Recorded information:
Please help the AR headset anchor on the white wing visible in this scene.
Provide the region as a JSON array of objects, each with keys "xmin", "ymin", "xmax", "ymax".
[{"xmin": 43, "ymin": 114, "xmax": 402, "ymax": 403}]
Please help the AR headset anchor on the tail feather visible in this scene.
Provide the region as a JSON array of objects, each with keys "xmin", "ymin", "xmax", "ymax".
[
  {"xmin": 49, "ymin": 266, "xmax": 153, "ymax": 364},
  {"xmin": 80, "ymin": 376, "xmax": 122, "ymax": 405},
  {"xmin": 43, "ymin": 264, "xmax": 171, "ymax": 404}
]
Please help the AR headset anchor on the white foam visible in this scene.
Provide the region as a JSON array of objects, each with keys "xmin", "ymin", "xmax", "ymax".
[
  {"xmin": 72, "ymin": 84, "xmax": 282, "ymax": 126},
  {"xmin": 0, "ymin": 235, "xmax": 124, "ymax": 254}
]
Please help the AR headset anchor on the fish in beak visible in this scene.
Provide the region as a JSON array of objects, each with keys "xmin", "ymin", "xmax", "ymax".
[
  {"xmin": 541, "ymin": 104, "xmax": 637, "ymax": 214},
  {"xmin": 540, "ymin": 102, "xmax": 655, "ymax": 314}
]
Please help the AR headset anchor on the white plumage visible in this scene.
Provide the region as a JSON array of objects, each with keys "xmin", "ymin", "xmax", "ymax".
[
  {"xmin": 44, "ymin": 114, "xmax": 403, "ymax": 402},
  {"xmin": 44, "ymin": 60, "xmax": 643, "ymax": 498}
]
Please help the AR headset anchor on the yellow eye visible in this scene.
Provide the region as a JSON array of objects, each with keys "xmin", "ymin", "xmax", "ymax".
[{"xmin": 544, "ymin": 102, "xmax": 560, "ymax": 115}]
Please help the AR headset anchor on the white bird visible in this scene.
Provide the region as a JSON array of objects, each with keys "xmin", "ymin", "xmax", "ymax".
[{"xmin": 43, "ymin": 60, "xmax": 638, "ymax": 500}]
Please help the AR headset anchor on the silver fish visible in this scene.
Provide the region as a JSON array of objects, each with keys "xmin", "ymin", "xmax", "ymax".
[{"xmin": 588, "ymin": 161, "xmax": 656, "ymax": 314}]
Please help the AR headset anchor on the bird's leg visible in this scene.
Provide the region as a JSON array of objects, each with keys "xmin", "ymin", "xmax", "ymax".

---

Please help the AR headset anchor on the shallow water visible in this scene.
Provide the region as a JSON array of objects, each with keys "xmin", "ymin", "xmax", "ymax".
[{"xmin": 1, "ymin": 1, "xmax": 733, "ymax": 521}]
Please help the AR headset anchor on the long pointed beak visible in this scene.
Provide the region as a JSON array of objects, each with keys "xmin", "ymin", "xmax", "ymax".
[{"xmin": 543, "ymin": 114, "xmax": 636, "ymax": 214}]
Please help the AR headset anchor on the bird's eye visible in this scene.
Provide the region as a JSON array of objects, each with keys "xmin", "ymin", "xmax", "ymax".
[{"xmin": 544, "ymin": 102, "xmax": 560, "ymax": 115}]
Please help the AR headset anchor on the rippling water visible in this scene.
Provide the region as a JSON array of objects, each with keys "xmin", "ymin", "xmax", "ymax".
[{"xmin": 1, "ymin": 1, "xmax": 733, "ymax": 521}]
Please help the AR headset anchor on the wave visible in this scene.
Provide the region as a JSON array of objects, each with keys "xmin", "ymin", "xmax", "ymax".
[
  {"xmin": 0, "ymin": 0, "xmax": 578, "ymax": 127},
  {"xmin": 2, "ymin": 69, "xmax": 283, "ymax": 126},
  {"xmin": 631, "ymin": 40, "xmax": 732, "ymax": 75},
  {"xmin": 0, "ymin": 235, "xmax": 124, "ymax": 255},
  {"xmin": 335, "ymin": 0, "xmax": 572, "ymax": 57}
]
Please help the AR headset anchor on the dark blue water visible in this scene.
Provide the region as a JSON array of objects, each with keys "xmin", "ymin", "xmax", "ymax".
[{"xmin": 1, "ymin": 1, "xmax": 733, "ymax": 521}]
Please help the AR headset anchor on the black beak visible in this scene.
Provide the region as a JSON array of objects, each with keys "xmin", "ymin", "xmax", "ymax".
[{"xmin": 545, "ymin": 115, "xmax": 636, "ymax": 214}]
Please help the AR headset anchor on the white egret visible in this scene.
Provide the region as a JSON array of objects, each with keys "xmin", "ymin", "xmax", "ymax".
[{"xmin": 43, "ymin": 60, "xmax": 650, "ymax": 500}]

---

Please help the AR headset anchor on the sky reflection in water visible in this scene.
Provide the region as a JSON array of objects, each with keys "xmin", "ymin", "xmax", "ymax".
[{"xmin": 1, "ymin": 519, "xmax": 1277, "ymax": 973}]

What the exercise asks: Where the string "fish" appears in a line of the entries above, return that line.

Written reply:
Please help the AR headset anchor on the fish in beak visible in this scene.
Please help the AR headset anchor on the silver fish visible in this scene.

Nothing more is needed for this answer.